WHAT THE EXERCISE ASKS -> Transcribe the items below word for word, from the line containing "of the green" down to the line containing "column 711, row 324", including both of those lines and nothing else.

RECORDS SUPPLIED ->
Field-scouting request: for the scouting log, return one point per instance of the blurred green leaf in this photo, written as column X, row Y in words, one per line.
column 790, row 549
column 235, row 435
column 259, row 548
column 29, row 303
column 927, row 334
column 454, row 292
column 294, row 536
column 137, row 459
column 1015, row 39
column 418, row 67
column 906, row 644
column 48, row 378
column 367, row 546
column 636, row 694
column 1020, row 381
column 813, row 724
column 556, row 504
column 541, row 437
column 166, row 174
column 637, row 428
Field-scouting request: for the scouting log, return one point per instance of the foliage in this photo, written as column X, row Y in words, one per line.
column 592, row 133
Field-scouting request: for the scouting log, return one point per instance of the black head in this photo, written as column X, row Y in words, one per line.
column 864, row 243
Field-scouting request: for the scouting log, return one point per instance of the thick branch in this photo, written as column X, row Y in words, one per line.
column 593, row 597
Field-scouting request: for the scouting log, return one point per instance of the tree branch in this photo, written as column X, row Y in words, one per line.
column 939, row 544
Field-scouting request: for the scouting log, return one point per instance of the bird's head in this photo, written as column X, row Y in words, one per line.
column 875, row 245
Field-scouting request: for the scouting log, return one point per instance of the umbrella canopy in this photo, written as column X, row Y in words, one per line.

* * *

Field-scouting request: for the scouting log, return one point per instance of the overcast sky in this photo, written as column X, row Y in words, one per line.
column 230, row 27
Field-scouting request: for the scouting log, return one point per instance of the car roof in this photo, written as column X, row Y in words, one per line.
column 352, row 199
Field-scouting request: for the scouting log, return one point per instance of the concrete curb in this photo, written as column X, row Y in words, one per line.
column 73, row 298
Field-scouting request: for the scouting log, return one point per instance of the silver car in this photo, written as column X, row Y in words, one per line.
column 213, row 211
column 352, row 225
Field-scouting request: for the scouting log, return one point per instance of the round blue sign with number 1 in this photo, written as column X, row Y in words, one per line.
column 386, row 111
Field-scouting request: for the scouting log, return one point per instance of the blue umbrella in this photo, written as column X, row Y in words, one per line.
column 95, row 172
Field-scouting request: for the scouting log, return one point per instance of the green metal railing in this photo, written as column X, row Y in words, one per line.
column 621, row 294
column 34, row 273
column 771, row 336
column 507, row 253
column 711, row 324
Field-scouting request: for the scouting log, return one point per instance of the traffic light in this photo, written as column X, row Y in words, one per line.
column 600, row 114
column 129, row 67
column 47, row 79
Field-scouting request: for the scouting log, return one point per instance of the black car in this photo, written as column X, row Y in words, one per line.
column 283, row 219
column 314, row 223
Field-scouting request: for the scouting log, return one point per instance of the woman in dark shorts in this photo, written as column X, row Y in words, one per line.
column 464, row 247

==

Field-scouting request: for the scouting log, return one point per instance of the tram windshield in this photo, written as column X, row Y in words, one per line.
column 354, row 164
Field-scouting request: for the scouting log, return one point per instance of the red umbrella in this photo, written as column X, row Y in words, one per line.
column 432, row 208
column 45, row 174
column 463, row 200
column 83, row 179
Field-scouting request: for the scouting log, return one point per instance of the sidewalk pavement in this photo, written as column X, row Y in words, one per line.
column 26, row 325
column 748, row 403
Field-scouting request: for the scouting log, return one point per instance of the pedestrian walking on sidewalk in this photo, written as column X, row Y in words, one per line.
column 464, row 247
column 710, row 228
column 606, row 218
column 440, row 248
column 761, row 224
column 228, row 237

SOLUTION TO THE EXERCISE ->
Field-scouting request: for the scouting log, return one point per instance of the green metal railing in this photo, written as column X, row Y in words, one per line.
column 621, row 294
column 34, row 273
column 771, row 336
column 507, row 253
column 711, row 324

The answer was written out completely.